而香港又如何呢?這個城市向來被認為低俗淺薄,只熱中於時尚潮流及商業利益,而今竟舉辦書展。而且是怎樣一個書展!在港灣中心,在香港會議展覽中心的大廳裡。這兒,一九九七年曾舉行回歸盛典。展覽場地共佔整整三層,三萬平方米。香港和中國大陸的數百個出版社參加了展出。書展甫一開幕,寬敞的大廳便人頭湧湧,人們不辭勞苦,排起長長的隊伍,苦候半個鐘頭,有些日子甚至整整一個鐘頭,目的無非想看一看新書,並在其中覓得心頭愛。僅僅五天時間,便吸引了五十萬的觀眾(確切數字為五十萬三千三百九十六人!)最令西方人吃驚的是年輕讀者的數目。這個數目是香港人口統計不能完全說明的。是的,書籍仍然深深地吸引著年輕人。

當然,香港的書展與西方的書展明顯不同。香港書展更著重於書籍的發行、青少年讀物及漫畫。展覽內容五花八門,甚至有擺滿一些精巧有趣的小玩意兒的攤位以及宣揚各類宗教的攤位。不過今年,舉辦者竭力減少為本地知識界所詬病的商業色彩。在這個努力中,法國方面予以不少協助,設立了首個〝國際文化村〞。

**練習題目:**
1. 根據香港書展一文,書展在五天內吸引的觀眾確切數字是多少?
2. 請用兩句話概括香港書展一文的內容。
3. 請逐字照錄香港書展一文中的一段文字,從含有「而香港又如何呢?這個城市向來」的字句開始,到「書籍仍然深深地吸引著年輕人。」為止。
後面的記錄與本練習無關。

自然語言區域描述
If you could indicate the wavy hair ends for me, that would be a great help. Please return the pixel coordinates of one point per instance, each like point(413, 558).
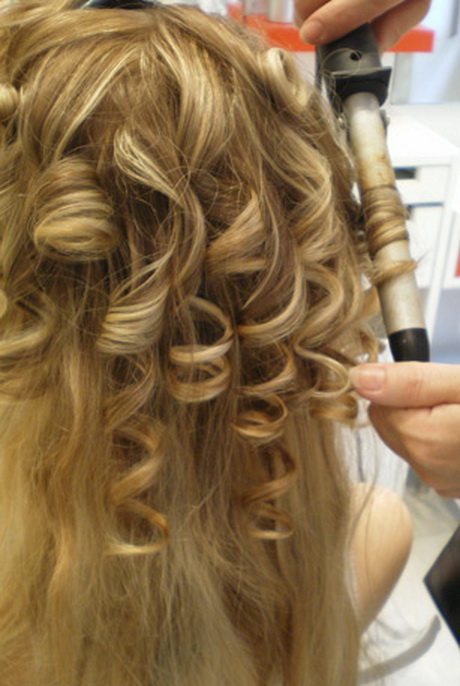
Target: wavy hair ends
point(180, 299)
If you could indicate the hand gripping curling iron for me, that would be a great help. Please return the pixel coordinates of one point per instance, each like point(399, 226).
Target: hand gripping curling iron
point(357, 86)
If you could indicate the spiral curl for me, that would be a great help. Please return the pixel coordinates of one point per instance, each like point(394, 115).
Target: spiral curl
point(196, 280)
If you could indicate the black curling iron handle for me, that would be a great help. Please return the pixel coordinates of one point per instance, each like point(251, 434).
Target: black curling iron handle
point(357, 86)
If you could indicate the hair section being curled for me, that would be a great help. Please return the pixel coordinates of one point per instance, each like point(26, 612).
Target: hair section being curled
point(181, 297)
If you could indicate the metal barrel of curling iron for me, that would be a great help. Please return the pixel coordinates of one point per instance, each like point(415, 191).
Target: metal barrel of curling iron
point(357, 86)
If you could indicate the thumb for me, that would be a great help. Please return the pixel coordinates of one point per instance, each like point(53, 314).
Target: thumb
point(407, 384)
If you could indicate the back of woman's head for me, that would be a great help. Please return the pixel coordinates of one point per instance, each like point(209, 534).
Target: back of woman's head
point(180, 300)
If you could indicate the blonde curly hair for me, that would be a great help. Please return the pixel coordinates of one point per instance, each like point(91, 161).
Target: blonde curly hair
point(181, 296)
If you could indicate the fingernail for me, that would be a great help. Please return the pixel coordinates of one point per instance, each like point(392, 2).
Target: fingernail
point(367, 378)
point(312, 31)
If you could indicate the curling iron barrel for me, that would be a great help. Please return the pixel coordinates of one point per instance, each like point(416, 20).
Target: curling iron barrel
point(357, 86)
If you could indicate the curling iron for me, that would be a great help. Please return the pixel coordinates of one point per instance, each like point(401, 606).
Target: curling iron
point(357, 86)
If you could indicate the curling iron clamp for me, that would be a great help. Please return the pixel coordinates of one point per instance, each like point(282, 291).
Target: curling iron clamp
point(357, 86)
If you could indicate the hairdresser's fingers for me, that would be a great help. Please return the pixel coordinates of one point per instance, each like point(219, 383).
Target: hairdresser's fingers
point(389, 28)
point(408, 384)
point(428, 439)
point(330, 20)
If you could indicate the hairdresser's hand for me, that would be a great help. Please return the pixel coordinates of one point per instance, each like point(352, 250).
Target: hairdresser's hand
point(322, 21)
point(415, 408)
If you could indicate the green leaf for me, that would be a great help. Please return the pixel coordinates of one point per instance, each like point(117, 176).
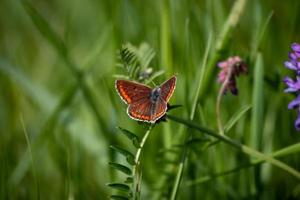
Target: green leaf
point(119, 186)
point(119, 197)
point(121, 168)
point(44, 27)
point(235, 118)
point(257, 115)
point(243, 148)
point(200, 77)
point(129, 156)
point(134, 138)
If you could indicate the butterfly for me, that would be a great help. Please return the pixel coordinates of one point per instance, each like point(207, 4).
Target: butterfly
point(144, 103)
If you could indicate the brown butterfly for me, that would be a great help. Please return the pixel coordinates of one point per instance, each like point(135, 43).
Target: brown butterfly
point(144, 103)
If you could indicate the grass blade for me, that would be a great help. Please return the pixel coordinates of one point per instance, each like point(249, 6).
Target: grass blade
point(201, 76)
point(119, 186)
point(257, 102)
point(231, 22)
point(121, 168)
point(235, 118)
point(243, 148)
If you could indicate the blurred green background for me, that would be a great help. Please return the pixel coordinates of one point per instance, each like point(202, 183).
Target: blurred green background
point(59, 109)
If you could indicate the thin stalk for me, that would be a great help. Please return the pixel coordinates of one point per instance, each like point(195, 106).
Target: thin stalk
point(137, 180)
point(31, 158)
point(220, 95)
point(192, 114)
point(243, 148)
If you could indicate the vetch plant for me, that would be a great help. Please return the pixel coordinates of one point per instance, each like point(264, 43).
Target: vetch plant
point(293, 86)
point(144, 105)
point(230, 70)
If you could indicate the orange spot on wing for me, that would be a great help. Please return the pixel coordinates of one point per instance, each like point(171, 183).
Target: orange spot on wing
point(124, 94)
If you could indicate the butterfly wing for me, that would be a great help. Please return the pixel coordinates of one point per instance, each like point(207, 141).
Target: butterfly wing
point(167, 88)
point(145, 110)
point(140, 110)
point(132, 92)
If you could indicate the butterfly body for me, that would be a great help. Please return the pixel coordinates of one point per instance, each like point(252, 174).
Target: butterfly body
point(144, 103)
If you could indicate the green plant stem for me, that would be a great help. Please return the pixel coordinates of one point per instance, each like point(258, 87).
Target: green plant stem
point(137, 180)
point(280, 153)
point(243, 148)
point(31, 158)
point(192, 114)
point(219, 99)
point(230, 24)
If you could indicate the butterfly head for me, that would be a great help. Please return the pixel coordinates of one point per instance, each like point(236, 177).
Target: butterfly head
point(155, 94)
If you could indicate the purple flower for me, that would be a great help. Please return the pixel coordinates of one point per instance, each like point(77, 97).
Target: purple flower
point(230, 69)
point(294, 56)
point(294, 86)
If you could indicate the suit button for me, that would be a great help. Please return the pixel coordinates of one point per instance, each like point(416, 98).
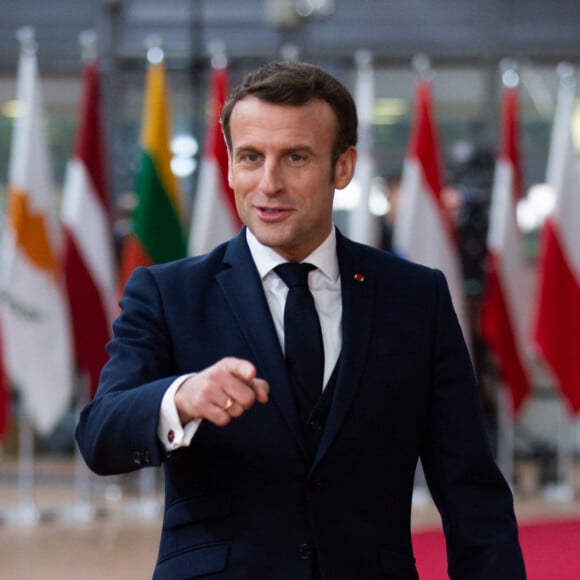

**練習解答:**
1. 五十萬三千三百九十六人。

2. 香港書展在香港會議展覽中心舉行,場地共佔三層、三萬平方米,五天內吸引了五十萬餘名觀眾,其中年輕讀者之多最令西方人吃驚。與西方書展不同,香港書展更著重書籍發行、青少年讀物及漫畫;今年舉辦者竭力減少商業色彩,法國方面協助設立了首個〝國際文化村〞。

3.
而香港又如何呢?這個城市向來被認為低俗淺薄,只熱中於時尚潮流及商業利益,而今竟舉辦書展。而且是怎樣一個書展!在港灣中心,在香港會議展覽中心的大廳裡。這兒,一九九七年曾舉行回歸盛典。展覽場地共佔整整三層,三萬平方米。香港和中國大陸的數百個出版社參加了展出。書展甫一開幕,寬敞的大廳便人頭湧湧,人們不辭勞苦,排起長長的隊伍,苦候半個鐘頭,有些日子甚至整整一個鐘頭,目的無非想看一看新書,並在其中覓得心頭愛。僅僅五天時間,便吸引了五十萬的觀眾(確切數字為五十萬三千三百九十六人!)最令西方人吃驚的是年輕讀者的數目。這個數目是香港人口統計不能完全說明的。是的,書籍仍然深深地吸引著年輕人。